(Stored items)
>>>

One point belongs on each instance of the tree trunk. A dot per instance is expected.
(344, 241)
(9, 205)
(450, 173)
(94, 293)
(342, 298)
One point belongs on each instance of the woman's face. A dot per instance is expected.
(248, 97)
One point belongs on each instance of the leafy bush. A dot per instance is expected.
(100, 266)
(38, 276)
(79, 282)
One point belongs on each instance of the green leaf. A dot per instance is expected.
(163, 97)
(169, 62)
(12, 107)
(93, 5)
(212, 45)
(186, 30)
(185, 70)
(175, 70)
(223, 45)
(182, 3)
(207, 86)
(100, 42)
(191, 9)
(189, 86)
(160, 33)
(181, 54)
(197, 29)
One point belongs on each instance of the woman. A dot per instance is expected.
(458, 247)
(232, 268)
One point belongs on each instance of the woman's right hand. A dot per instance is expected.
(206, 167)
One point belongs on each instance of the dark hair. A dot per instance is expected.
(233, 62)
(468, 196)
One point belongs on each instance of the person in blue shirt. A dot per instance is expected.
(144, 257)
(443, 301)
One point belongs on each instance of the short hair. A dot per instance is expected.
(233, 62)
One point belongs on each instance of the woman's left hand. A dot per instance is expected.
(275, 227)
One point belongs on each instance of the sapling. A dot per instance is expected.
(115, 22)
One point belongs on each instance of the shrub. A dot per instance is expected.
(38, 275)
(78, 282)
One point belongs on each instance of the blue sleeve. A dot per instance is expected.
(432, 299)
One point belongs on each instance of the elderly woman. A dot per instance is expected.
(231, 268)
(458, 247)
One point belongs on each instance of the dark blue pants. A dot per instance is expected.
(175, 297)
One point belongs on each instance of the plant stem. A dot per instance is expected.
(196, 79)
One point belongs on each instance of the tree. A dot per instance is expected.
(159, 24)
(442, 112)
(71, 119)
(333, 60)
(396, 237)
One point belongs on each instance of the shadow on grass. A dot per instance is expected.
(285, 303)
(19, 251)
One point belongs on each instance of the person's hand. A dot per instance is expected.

<<<
>>>

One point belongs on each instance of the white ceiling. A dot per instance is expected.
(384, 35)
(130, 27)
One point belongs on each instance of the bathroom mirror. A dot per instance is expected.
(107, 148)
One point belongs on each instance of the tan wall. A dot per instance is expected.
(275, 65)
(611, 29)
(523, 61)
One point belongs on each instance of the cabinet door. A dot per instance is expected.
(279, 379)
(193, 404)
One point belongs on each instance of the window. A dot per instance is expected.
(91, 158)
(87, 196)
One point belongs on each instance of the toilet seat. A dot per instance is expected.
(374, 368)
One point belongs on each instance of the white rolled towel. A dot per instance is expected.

<<<

**EXERCISE PROMPT**:
Shift every coordinate in the answers by adding -86, and give again only the records between the lines holding "One point belongs on each instance of the tan" and "One point belongs on each instance of the white rolled", inclusive, with their request lines kept.

**EXERCISE RESULT**:
One point belongs on each instance of the tan wall. A dot per instance is expected.
(189, -21)
(525, -57)
(437, -25)
One point belongs on each instance of the cabinet door. A dot per instance is expected.
(193, 293)
(107, 318)
One point belongs on each instance of the window. A dot per instance is expected.
(5, 72)
(1, 110)
One point belongs on each instance of the toilet seat. A dot per instance is expected.
(288, 282)
One point belongs on each instance of the white rolled towel. A dot per instance is expected.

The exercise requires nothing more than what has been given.